Goal of the exercise:
Copy out every line of the data that contains the string "query". Matching is case-sensitive.

Extracted material:
+ + +

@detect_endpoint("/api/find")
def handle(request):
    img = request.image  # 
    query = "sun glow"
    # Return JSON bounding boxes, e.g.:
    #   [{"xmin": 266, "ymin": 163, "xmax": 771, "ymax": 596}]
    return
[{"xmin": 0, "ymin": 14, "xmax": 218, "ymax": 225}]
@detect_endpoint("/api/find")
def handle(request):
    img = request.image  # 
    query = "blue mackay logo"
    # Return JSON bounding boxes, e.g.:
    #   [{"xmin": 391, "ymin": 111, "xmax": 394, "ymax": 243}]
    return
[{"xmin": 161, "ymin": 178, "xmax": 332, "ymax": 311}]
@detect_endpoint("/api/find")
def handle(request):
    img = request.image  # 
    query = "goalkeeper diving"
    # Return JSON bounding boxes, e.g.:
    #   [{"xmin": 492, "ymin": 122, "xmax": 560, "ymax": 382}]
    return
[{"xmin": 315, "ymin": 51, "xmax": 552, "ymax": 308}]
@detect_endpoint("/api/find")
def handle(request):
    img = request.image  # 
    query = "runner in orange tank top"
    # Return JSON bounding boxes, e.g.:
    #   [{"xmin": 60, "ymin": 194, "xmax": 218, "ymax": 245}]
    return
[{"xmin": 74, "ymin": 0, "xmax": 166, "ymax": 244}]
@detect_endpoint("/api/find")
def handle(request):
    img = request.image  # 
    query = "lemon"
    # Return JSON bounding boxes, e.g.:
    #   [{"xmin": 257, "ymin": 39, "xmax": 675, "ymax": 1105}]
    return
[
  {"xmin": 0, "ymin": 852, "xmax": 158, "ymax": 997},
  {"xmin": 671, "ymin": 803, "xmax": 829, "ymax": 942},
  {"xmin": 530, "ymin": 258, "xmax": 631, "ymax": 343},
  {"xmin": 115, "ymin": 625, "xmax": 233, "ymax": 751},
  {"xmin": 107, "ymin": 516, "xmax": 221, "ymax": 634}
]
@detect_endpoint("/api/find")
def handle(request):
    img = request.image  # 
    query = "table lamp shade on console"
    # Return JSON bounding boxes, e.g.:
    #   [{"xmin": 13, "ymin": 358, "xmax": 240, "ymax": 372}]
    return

+ + +

Answer to this task:
    query = "sun glow"
    query = "blue mackay logo"
    query = "goalkeeper diving"
    query = "runner in orange tank top"
    query = "lemon"
    query = "table lamp shade on console"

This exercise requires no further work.